▼

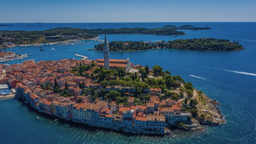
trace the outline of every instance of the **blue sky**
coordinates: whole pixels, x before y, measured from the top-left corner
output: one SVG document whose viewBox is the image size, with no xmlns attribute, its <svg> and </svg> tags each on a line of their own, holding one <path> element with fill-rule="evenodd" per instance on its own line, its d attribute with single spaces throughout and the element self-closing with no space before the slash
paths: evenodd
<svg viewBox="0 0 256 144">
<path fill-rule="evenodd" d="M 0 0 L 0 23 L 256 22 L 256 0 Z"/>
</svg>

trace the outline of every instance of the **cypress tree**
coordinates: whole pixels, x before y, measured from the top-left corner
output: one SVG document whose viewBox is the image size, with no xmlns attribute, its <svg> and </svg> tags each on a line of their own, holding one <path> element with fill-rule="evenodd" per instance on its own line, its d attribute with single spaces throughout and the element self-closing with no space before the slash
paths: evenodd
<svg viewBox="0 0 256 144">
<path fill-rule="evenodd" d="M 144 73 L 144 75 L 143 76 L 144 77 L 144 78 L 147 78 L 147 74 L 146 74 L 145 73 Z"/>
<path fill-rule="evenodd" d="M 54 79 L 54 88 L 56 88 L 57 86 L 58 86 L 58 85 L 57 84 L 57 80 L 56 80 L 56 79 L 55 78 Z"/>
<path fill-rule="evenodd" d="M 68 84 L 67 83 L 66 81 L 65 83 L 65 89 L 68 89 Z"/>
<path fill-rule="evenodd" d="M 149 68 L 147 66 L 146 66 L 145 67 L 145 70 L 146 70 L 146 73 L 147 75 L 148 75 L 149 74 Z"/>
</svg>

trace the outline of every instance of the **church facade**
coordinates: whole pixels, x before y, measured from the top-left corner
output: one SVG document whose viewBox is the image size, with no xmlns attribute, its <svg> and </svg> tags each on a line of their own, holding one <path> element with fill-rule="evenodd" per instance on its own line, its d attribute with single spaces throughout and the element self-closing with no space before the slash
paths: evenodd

▲

▸ THE REQUEST: Write out every one of the records above word for word, but leave the pictures out.

▸ REPLY TO THE TASK:
trace the outline of every instance of the **blue sky**
coordinates: whole pixels, x before y, measured from the top-left corner
output: one SVG document whose viewBox is the image size, with no xmlns attribute, its <svg> and </svg> tags each on a line of their own, holding one <path> element with fill-rule="evenodd" per instance on its own line, its d attribute with single spaces throughout and the element self-closing with no space before the slash
paths: evenodd
<svg viewBox="0 0 256 144">
<path fill-rule="evenodd" d="M 0 0 L 0 23 L 256 22 L 256 0 Z"/>
</svg>

trace the outline of every instance of the **cypress tree**
coordinates: whole pixels, x before y, measured from the top-left corner
output: one SVG document whose viewBox is the image size, with no xmlns attribute, its <svg> and </svg> tags each on a line of their own, holding one <path> element with fill-rule="evenodd" per instance on its own line, its d attribute with single spaces throughout and the element self-closing with no space before the slash
paths: evenodd
<svg viewBox="0 0 256 144">
<path fill-rule="evenodd" d="M 144 73 L 144 75 L 143 76 L 144 77 L 144 78 L 147 78 L 147 74 L 146 74 L 145 73 Z"/>
<path fill-rule="evenodd" d="M 54 79 L 54 88 L 56 88 L 57 86 L 58 86 L 58 85 L 57 84 L 57 80 L 56 80 L 56 79 L 55 78 Z"/>
<path fill-rule="evenodd" d="M 68 84 L 67 83 L 66 81 L 65 83 L 65 89 L 68 89 Z"/>
<path fill-rule="evenodd" d="M 149 68 L 147 66 L 146 66 L 145 67 L 145 70 L 146 70 L 146 73 L 147 75 L 148 75 L 149 74 Z"/>
</svg>

trace the outline of every instance of the **church facade**
coordinates: whole pixels, x before y, measured from the top-left corner
output: one SVG document whose viewBox is the image size, with no xmlns attribute, its <svg> and </svg> tags each on a line of their own, holding one <path> element with fill-rule="evenodd" per instance on its own line, its d attribute with single spaces throughout and the element self-closing with no space before the slash
paths: evenodd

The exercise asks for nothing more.